## [Dataset records]

BEGIN

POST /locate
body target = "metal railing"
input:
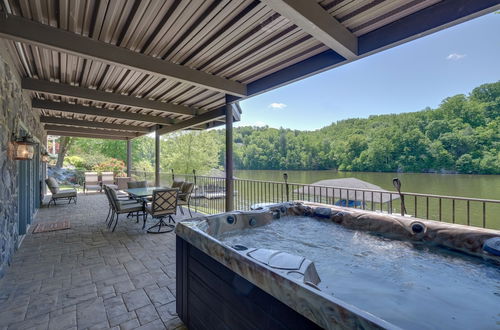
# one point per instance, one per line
(209, 197)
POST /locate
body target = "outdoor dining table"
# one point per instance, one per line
(141, 192)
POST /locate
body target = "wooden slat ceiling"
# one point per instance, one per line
(242, 41)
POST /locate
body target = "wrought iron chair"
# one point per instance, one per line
(164, 205)
(177, 184)
(91, 182)
(137, 184)
(122, 208)
(110, 202)
(57, 193)
(108, 178)
(185, 196)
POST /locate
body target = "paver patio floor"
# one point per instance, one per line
(88, 277)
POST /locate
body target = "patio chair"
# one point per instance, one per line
(164, 205)
(108, 178)
(185, 196)
(136, 184)
(177, 184)
(119, 207)
(91, 182)
(57, 193)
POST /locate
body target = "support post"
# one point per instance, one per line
(229, 158)
(157, 158)
(129, 157)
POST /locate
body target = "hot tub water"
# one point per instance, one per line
(413, 286)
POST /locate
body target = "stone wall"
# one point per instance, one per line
(15, 112)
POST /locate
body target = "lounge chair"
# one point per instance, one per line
(57, 193)
(185, 196)
(164, 205)
(91, 182)
(108, 179)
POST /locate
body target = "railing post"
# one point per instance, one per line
(229, 158)
(287, 191)
(157, 158)
(194, 189)
(397, 184)
(129, 157)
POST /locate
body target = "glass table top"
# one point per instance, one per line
(142, 192)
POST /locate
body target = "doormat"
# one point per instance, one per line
(51, 226)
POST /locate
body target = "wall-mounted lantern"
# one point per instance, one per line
(45, 157)
(24, 148)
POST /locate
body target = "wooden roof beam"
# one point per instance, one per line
(27, 31)
(89, 136)
(101, 112)
(93, 124)
(195, 121)
(313, 19)
(204, 121)
(43, 86)
(50, 127)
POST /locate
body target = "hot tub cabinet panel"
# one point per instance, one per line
(211, 296)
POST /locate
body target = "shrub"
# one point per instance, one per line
(111, 165)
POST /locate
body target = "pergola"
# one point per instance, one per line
(120, 69)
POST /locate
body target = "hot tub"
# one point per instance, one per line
(305, 265)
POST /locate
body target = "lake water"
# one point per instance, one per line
(474, 186)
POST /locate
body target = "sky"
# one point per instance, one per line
(406, 78)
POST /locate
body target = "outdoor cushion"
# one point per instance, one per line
(52, 184)
(65, 193)
(129, 207)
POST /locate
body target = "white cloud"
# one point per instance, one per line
(276, 105)
(455, 56)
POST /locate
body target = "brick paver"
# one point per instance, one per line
(88, 277)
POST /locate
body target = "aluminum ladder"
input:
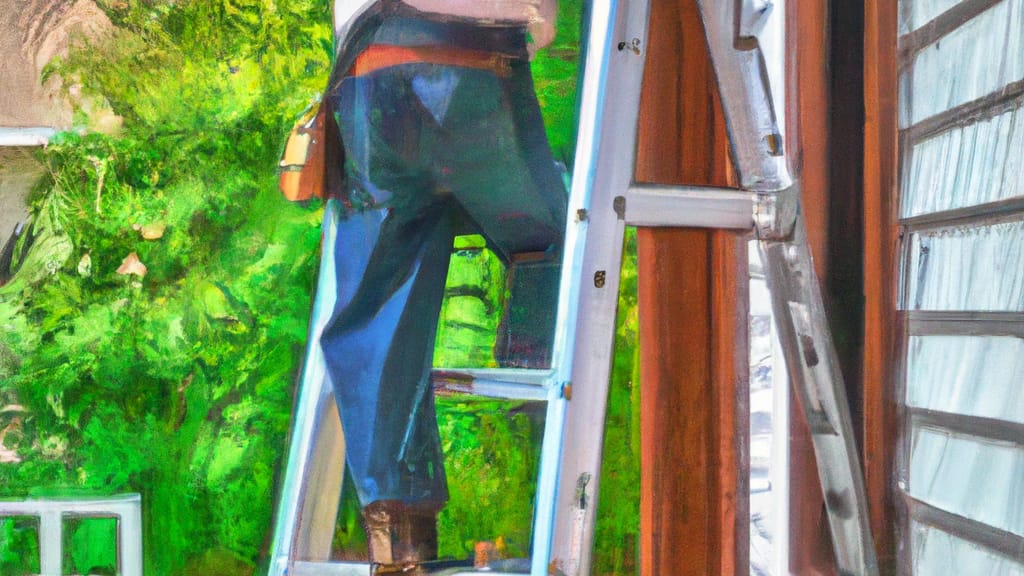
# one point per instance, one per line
(603, 200)
(582, 352)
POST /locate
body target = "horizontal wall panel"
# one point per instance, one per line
(918, 13)
(967, 269)
(935, 551)
(973, 375)
(976, 59)
(966, 166)
(981, 481)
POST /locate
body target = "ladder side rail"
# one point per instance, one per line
(813, 367)
(598, 47)
(614, 69)
(313, 391)
(742, 79)
(810, 355)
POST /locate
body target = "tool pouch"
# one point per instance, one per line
(302, 167)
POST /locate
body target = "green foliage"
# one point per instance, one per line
(18, 545)
(90, 545)
(492, 452)
(175, 383)
(616, 535)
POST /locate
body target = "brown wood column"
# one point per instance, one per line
(807, 138)
(881, 247)
(692, 300)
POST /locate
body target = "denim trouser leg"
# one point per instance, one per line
(427, 148)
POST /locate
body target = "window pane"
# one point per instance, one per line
(936, 551)
(919, 12)
(978, 58)
(982, 481)
(966, 166)
(975, 269)
(974, 375)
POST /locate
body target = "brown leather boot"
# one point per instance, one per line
(400, 533)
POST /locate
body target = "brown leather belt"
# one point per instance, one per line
(377, 56)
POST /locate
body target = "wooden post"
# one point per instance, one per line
(881, 243)
(692, 302)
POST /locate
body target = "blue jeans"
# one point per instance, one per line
(430, 151)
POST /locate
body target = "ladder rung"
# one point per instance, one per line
(510, 383)
(364, 569)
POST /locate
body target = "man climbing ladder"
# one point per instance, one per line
(441, 132)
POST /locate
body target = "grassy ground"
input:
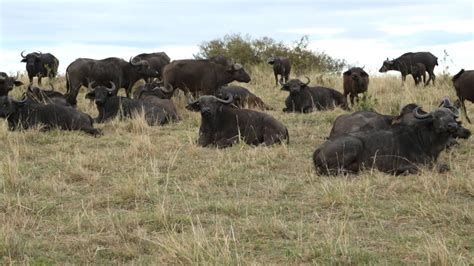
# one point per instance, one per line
(149, 195)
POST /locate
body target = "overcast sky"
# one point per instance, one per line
(362, 32)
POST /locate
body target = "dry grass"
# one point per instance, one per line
(149, 195)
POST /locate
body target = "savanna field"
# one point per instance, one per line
(150, 195)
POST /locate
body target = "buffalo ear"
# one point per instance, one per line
(194, 106)
(90, 95)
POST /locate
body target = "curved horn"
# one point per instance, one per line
(113, 87)
(416, 113)
(230, 98)
(308, 80)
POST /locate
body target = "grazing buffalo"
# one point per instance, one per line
(242, 97)
(397, 150)
(405, 62)
(307, 99)
(222, 125)
(464, 84)
(356, 81)
(157, 61)
(281, 66)
(26, 114)
(201, 76)
(40, 65)
(418, 71)
(110, 105)
(7, 83)
(155, 95)
(38, 95)
(84, 70)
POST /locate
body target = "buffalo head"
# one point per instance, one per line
(294, 86)
(100, 93)
(208, 105)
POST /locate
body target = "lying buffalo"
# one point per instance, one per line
(405, 62)
(464, 85)
(40, 65)
(110, 106)
(307, 99)
(223, 125)
(122, 73)
(201, 76)
(7, 83)
(397, 150)
(243, 98)
(26, 114)
(356, 81)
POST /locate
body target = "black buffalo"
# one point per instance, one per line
(356, 81)
(405, 62)
(222, 125)
(26, 114)
(397, 150)
(157, 61)
(122, 73)
(201, 76)
(40, 65)
(464, 85)
(281, 66)
(110, 106)
(7, 83)
(307, 99)
(242, 97)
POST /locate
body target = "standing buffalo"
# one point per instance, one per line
(26, 114)
(157, 61)
(223, 125)
(307, 99)
(122, 73)
(281, 66)
(396, 150)
(356, 81)
(464, 84)
(242, 97)
(202, 76)
(405, 62)
(7, 83)
(40, 65)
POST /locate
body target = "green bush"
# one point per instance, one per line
(248, 51)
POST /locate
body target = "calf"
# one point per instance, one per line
(356, 81)
(26, 114)
(464, 85)
(396, 150)
(110, 105)
(281, 66)
(306, 99)
(223, 125)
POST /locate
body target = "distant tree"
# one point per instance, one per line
(248, 51)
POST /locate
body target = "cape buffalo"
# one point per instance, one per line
(110, 105)
(281, 66)
(242, 97)
(202, 76)
(405, 62)
(307, 99)
(223, 125)
(356, 81)
(84, 70)
(396, 150)
(157, 61)
(26, 114)
(40, 65)
(7, 83)
(464, 85)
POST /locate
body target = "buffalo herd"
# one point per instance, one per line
(396, 144)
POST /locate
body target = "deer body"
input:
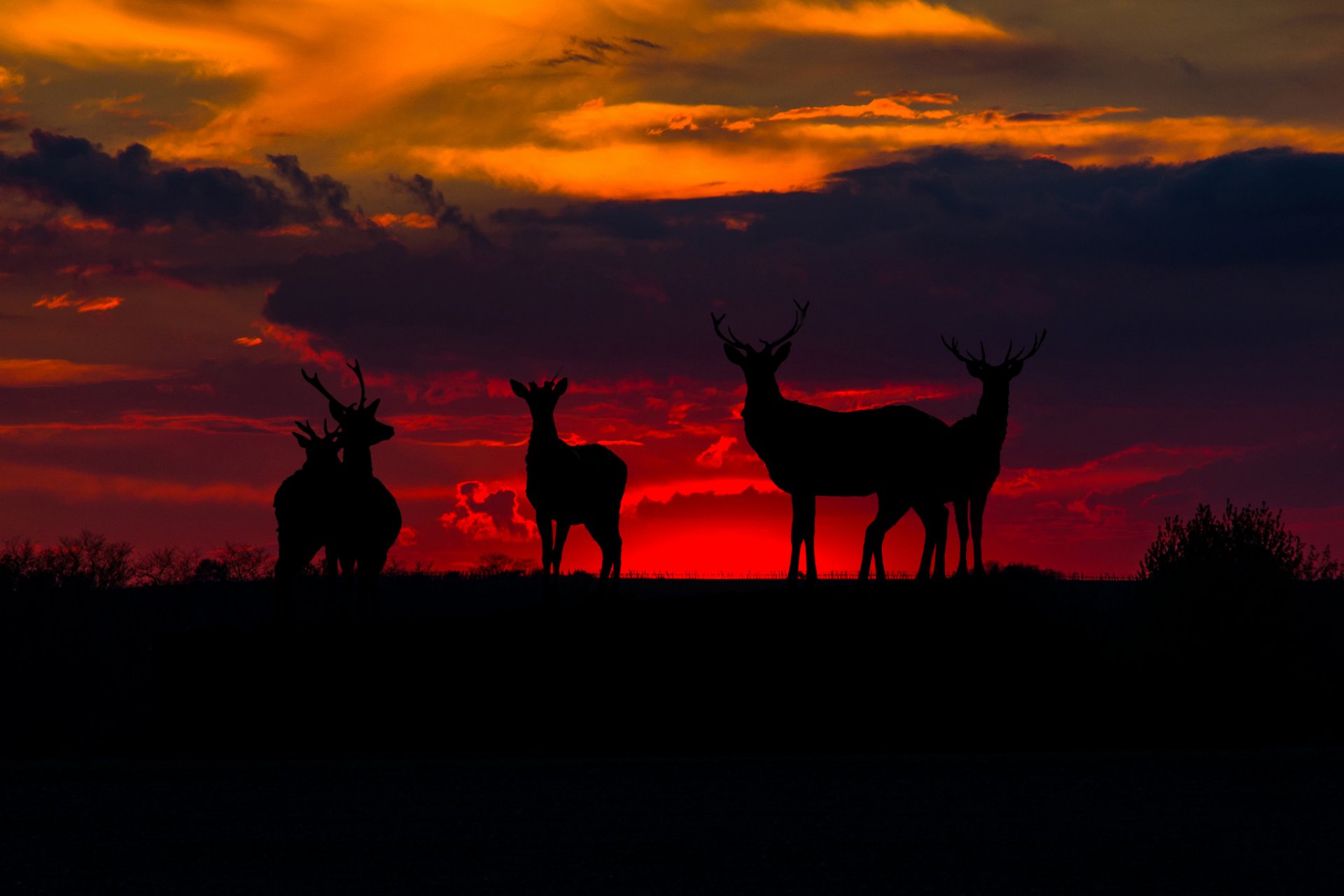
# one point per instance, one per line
(895, 451)
(368, 520)
(307, 507)
(570, 484)
(977, 444)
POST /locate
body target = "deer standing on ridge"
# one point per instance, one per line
(307, 504)
(895, 451)
(570, 484)
(368, 517)
(979, 440)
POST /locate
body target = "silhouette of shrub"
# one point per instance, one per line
(244, 562)
(166, 566)
(493, 564)
(1243, 547)
(85, 561)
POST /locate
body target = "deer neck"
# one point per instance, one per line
(762, 397)
(358, 461)
(543, 433)
(992, 412)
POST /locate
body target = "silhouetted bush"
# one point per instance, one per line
(491, 564)
(86, 561)
(167, 566)
(1243, 547)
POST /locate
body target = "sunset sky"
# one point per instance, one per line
(198, 198)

END

## [WHAT IS ASKED]
Select every line in the dataset records above that contains the word "brown", and copy each one. Case counts.

## [RESULT FOR THIS EXERCISE]
body target = "brown wood column"
body target = "brown leather boot"
body target = "brown leather belt"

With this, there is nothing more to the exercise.